## Source text
The problem is that the pathname "öa" is not utf-8. It is extended (8-bit) ascii. presumably created via the command line. To demonstrate this, try the following one liner.
P:\test>perl58 -le"$f=qq[test-\xf6\xf6\xf6-test]; print $f; open F,'>' +,$f; print F 'this is the file'; close F;" test-÷÷÷-test P:\test>dir test-* Volume in drive P is Winnt Volume Serial Number is D822-5AE5 Directory of P:\test 02/09/03 14:26 18 test-ööö-test 1 File(s) 18 bytes 1,098,700,800 bytes free P:\test>type test-* test-ööö-test this is the file P:\test>
The character first character in "öa" is (extended) ascii 246 decimal (0xf6). This is an illegal character in utf-8. When perl attempts to treat a string containing this as utf, it see's the first character as the first byte of a two byte utf character and inspects the next byte to form the complete character. However, the next byte 'a' ascii 97 (0x61) is not a valid continuation byte for utf, hence the error message.

## Data excerpt
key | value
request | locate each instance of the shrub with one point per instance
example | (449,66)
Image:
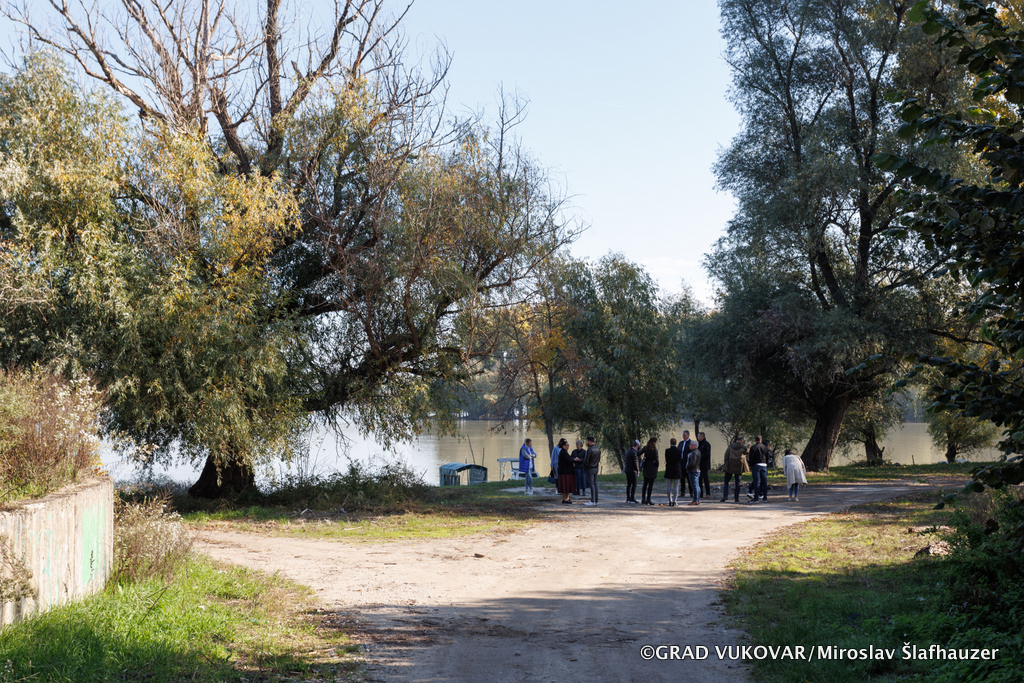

## Stated exercise 1
In the forum post about the "öa" pathname, what decimal value does the first character of "öa" have?
## Stated exercise 2
Repeat word for word the part of the post about the "öa" pathname that opens with the words containing "The problem is" and closes with "following one liner.".

## Written solution 1
It is (extended) ascii 246 decimal (0xf6).

## Written solution 2
The problem is that the pathname "öa" is not utf-8. It is extended (8-bit) ascii. presumably created via the command line. To demonstrate this, try the following one liner.